▶ Work to complete
Please quote all the records below verbatim, leaving out the pictures.

▶ Listed entries
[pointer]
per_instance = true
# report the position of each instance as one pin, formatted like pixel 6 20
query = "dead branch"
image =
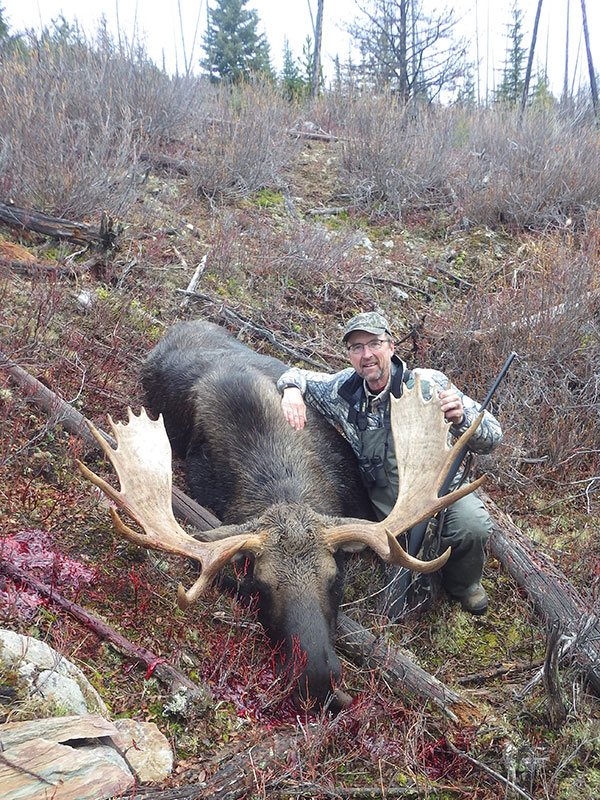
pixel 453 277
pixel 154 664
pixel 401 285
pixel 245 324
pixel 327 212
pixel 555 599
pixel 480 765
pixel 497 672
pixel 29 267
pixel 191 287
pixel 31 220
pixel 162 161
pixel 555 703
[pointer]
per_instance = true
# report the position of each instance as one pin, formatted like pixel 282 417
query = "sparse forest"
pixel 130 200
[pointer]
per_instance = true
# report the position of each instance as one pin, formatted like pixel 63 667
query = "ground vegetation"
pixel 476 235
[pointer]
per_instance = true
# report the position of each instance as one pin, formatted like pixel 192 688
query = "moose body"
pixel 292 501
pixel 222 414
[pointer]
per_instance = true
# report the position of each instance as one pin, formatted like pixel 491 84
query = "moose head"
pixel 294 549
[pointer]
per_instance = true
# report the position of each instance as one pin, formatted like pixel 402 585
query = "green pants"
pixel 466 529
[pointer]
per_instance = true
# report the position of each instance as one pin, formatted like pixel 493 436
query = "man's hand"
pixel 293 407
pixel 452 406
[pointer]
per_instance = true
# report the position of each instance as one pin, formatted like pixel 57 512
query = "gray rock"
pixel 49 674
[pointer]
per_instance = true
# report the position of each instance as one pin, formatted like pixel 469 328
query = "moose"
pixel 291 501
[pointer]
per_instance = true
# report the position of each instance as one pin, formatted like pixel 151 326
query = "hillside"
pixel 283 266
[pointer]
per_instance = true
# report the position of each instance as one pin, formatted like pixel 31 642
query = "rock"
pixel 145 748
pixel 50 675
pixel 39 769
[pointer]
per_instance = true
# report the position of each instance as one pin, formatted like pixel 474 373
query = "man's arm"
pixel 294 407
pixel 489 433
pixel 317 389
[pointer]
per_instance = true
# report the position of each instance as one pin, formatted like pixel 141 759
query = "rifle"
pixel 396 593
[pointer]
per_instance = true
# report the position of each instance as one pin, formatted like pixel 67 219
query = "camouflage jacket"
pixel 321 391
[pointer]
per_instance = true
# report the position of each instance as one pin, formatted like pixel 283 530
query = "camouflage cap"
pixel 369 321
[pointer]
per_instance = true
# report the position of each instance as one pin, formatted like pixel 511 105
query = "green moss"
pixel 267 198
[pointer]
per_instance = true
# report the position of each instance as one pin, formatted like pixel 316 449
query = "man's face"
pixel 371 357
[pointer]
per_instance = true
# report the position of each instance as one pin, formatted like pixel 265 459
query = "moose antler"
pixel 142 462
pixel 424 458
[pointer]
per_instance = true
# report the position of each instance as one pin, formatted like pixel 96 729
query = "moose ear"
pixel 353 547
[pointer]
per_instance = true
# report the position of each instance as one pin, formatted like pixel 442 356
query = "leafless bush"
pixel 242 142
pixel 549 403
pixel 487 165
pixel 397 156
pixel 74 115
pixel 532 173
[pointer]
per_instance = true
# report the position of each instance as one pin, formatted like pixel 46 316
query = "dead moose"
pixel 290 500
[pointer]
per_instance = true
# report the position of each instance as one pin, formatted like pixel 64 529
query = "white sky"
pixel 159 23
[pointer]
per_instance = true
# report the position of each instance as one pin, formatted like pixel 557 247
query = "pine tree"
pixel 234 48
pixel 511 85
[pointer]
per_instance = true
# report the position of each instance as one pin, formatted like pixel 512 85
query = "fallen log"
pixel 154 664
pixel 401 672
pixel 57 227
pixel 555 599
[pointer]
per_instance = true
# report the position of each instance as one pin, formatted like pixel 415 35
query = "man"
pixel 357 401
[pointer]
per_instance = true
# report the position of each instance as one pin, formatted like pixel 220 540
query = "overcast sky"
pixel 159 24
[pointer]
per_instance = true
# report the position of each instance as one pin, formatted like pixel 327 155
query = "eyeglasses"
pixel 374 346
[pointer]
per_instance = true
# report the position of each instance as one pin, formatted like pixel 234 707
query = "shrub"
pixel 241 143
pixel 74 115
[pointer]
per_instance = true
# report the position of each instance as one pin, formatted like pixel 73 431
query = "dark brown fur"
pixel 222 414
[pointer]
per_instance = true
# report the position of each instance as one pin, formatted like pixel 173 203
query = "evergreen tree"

▶ Full response
[pointer]
per_instance = true
# report the position of each instance as one pin, formatted like pixel 6 20
query = "dead branch"
image =
pixel 453 277
pixel 154 664
pixel 401 285
pixel 245 324
pixel 327 212
pixel 555 599
pixel 480 765
pixel 497 672
pixel 29 267
pixel 191 287
pixel 31 220
pixel 162 161
pixel 555 703
[pointer]
per_instance = true
# report the position of each instance as one pin, formatted like pixel 282 417
query = "sparse forest"
pixel 130 200
[pointer]
per_instance = true
# report the position of each instance as one pin, formatted like pixel 63 667
query = "ground vegetation"
pixel 476 235
[pointer]
per_instance = true
# report the position of each instance as one pin, formatted like pixel 192 688
query = "moose body"
pixel 292 501
pixel 222 414
[pointer]
per_instance = true
# report the position of each instance as one pin, formatted like pixel 491 84
query = "moose head"
pixel 294 549
[pointer]
per_instance = true
# report the position of each instance as one pin, formatted like pixel 402 585
query = "green pants"
pixel 466 529
[pointer]
per_instance = true
# report the position of each instance as one pin, formatted like pixel 493 436
query = "man's hand"
pixel 293 407
pixel 452 406
[pointer]
per_instance = true
# report the position of each instance as one pin, formatted like pixel 57 512
query = "gray rock"
pixel 49 674
[pointer]
per_instance = true
# report the position of each instance as one pin, formatted like pixel 469 328
query = "moose"
pixel 291 501
[pointer]
per_instance = true
# report the position of each instance as one pin, formatted like pixel 151 326
query = "hillside"
pixel 283 266
[pointer]
per_instance = true
# report the position of each instance as one pin, formatted like pixel 31 642
query = "rock"
pixel 145 748
pixel 50 675
pixel 39 769
[pointer]
per_instance = true
# report the position of each instance as one pin, formatted like pixel 474 373
query = "man's arm"
pixel 294 407
pixel 489 433
pixel 317 389
[pointer]
per_instance = true
# report the position of each instance as one pin, formatted like pixel 141 759
query = "rifle"
pixel 396 593
[pointer]
per_instance = true
# report the position of each instance as one pin, formatted like pixel 67 219
query = "camouflage jacket"
pixel 321 391
[pointer]
per_instance = true
# report the position of each instance as one pin, formatted like pixel 283 530
query = "camouflage cap"
pixel 369 321
[pointer]
per_instance = true
# report the position of each instance as one pin, formatted like pixel 511 105
query = "green moss"
pixel 267 198
[pointer]
per_instance = true
# report the position of each instance as one pin, formatted like pixel 316 449
query = "man's face"
pixel 371 357
[pointer]
per_instance = true
# report the position of each instance as one pin, formatted like pixel 265 459
query = "moose antler"
pixel 142 462
pixel 424 458
[pointer]
per_instance = true
# report the position of each instance as one pin, formatted like pixel 96 729
query = "moose ear"
pixel 353 547
[pointer]
per_instance = true
# report the position of each instance as one pin, formatted like pixel 442 356
query = "leafless bush"
pixel 242 142
pixel 549 403
pixel 487 165
pixel 397 156
pixel 74 115
pixel 532 173
[pointer]
per_instance = true
# report the position of each instance as one pin, formatted like pixel 46 316
query = "dead moose"
pixel 290 500
[pointer]
per_instance = true
# report the position of each instance as one pin, formatted like pixel 64 529
query = "white sky"
pixel 159 23
[pointer]
per_instance = true
# report the position of each instance as one pin, formatted like pixel 557 247
query = "pine tree"
pixel 234 48
pixel 511 85
[pointer]
per_instance = true
# report the position of each instance as one pin, formatted like pixel 512 85
query = "fallen log"
pixel 154 664
pixel 401 672
pixel 57 227
pixel 555 599
[pointer]
per_instance = true
# report the position of each instance as one pin, formatted like pixel 415 35
query = "man"
pixel 357 401
[pointer]
per_instance = true
# report the position of each instance as one pin, formatted like pixel 220 540
query = "overcast sky"
pixel 159 24
[pointer]
per_instance = true
# report the position of each instance as one pin, formatted like pixel 327 155
query = "eyeglasses"
pixel 374 346
[pointer]
per_instance = true
# report the position of each instance as one pin, formatted like pixel 234 707
query = "shrub"
pixel 241 143
pixel 74 115
[pointer]
per_instance = true
# report the position of each instance as one pin, formatted like pixel 73 431
query = "dark brown fur"
pixel 222 414
[pointer]
per_instance = true
# report the position of each instance as one pin, formatted like pixel 173 203
query = "evergreen tree"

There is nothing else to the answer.